Which lines should be repeated? Exactly the one containing "Detection task: identify every brick wall" and every line after it through the end of the entries below.
++++++++++
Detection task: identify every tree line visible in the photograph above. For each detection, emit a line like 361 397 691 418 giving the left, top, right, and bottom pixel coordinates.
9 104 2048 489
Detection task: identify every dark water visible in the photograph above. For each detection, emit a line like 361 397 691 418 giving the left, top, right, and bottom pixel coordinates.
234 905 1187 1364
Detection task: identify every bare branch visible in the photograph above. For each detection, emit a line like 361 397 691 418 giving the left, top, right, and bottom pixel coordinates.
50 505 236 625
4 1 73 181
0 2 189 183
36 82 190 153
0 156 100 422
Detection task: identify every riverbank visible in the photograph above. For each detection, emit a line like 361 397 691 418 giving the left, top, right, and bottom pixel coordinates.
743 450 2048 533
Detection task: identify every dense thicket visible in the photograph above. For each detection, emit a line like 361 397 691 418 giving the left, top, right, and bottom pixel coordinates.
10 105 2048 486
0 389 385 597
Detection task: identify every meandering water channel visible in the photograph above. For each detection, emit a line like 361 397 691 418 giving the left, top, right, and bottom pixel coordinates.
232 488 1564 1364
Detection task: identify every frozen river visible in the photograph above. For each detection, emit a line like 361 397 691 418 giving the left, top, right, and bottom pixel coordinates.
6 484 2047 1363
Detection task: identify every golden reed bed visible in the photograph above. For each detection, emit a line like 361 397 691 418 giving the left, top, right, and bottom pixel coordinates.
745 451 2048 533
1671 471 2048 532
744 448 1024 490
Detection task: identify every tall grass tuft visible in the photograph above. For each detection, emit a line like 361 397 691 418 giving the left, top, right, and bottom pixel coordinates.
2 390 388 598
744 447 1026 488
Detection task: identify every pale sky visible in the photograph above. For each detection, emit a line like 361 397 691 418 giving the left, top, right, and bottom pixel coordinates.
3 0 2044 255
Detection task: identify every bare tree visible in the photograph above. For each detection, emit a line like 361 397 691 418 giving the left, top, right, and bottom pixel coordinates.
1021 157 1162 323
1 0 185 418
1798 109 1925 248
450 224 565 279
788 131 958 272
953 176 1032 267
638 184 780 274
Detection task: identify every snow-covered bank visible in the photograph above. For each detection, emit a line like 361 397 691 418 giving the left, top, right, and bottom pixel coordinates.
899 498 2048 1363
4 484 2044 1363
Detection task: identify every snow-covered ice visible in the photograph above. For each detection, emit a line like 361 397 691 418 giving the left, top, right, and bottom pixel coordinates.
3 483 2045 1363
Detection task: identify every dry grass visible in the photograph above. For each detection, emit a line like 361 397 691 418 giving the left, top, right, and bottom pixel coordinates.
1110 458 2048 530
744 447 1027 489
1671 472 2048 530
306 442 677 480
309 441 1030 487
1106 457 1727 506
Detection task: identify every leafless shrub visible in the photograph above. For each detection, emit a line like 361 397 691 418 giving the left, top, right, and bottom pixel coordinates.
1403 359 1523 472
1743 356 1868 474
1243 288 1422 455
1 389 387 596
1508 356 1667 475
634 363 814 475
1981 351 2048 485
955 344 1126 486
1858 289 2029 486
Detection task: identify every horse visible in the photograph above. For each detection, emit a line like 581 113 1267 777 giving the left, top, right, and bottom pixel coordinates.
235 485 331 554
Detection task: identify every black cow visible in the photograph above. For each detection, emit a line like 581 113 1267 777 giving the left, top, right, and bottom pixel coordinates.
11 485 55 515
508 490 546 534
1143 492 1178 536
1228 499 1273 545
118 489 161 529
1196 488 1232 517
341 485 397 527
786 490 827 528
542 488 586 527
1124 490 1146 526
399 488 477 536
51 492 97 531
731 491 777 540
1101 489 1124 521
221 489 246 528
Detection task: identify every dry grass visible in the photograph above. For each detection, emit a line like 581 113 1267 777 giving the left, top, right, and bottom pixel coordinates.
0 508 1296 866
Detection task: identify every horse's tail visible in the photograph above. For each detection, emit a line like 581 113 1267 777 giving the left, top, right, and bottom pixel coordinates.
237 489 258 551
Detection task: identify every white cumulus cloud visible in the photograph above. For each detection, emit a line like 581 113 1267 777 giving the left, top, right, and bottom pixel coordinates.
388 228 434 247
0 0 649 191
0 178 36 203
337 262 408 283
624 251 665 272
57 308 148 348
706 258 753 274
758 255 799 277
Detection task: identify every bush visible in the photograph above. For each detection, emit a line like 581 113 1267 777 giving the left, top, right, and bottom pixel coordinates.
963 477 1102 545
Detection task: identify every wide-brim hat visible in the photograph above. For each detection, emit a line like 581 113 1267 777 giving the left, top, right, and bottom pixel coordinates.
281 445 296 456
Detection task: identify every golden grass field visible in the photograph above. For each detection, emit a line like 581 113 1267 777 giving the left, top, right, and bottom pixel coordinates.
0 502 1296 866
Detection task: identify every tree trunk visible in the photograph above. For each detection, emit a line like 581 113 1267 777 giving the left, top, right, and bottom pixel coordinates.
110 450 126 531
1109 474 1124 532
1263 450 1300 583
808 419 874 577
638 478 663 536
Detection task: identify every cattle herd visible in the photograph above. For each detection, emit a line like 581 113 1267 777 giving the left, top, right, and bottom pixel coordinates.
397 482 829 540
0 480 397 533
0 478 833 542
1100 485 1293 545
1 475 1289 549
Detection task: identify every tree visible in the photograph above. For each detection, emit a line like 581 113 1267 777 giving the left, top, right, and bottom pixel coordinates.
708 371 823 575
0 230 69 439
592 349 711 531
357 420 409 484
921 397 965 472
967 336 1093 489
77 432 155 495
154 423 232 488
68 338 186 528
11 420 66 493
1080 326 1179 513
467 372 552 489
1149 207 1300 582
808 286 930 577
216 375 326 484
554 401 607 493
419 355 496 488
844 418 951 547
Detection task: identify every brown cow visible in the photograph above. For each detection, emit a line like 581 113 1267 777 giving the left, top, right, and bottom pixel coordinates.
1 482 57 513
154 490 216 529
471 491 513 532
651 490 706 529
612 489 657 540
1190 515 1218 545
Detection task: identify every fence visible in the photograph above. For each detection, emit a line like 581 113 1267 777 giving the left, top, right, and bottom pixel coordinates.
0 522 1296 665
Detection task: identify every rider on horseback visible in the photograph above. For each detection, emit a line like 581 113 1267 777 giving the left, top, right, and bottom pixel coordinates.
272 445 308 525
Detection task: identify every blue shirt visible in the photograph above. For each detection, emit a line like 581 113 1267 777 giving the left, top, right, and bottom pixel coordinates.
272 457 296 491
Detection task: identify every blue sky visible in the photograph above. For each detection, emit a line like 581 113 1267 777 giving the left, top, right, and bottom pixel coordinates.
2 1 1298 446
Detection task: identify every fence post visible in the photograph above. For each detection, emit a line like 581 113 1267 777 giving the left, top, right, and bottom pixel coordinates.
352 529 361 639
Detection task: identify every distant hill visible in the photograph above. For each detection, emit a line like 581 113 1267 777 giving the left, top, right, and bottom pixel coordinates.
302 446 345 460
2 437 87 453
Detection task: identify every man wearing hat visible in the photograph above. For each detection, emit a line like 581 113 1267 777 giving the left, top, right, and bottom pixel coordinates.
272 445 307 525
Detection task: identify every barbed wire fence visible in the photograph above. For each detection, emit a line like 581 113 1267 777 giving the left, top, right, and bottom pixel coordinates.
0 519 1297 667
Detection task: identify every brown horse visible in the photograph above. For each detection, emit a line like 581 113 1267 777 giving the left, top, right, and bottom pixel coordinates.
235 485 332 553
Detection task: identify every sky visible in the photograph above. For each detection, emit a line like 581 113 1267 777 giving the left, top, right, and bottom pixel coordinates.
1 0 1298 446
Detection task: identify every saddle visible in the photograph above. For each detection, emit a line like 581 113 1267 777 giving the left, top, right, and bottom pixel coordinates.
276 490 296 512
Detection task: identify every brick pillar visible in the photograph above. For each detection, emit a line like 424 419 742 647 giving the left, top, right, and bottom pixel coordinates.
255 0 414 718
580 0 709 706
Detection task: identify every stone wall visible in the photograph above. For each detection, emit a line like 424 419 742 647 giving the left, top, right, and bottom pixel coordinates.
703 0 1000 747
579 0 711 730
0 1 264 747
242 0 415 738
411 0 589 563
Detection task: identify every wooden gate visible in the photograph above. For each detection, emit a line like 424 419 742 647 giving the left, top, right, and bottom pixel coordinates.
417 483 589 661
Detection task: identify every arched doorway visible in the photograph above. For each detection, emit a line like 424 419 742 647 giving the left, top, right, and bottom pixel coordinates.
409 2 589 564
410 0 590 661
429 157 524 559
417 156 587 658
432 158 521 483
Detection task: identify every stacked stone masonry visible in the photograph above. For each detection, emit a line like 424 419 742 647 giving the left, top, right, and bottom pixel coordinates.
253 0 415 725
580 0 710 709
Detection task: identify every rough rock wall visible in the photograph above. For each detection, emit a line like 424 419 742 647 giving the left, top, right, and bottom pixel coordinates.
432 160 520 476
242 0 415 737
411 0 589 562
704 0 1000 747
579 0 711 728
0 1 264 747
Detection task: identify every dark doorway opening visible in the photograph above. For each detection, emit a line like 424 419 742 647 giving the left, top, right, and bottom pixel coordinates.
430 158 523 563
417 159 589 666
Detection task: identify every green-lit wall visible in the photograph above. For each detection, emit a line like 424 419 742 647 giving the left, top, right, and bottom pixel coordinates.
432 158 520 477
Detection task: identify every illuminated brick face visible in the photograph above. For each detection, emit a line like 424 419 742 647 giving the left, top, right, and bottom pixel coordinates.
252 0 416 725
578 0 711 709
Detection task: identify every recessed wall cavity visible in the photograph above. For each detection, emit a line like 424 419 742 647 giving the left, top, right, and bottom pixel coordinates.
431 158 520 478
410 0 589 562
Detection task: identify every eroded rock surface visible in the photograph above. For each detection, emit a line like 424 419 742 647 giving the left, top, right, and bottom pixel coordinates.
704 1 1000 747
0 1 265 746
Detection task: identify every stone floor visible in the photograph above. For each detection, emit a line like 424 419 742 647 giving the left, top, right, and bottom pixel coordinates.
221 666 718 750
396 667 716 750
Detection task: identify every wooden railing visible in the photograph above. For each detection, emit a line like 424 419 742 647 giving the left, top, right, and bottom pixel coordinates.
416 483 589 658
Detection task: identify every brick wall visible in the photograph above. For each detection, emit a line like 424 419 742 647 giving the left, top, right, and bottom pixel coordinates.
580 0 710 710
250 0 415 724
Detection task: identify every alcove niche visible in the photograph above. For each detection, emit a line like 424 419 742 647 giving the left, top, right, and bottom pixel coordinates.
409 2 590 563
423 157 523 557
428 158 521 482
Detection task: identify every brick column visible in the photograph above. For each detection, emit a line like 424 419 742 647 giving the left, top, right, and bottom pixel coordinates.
++++++++++
Answer for this exercise:
Detection task: identify every brick wall visible in the photograph above. For each detection, emit a line like 424 419 742 647 giving the left, top, right, and bottom pixel coordinates.
580 0 710 710
250 0 415 724
Detection task: identify every alcove niche visible in the photograph above. For each detection, emit a line like 424 419 742 647 giving the left, top, right, and bottom pixel coordinates.
409 2 590 563
423 157 523 557
428 158 521 482
Detection task: identify every brick column visible in the photograph above. For each detection, emit a line like 424 419 742 647 giving the left, top, right, and bottom pixel coordinates.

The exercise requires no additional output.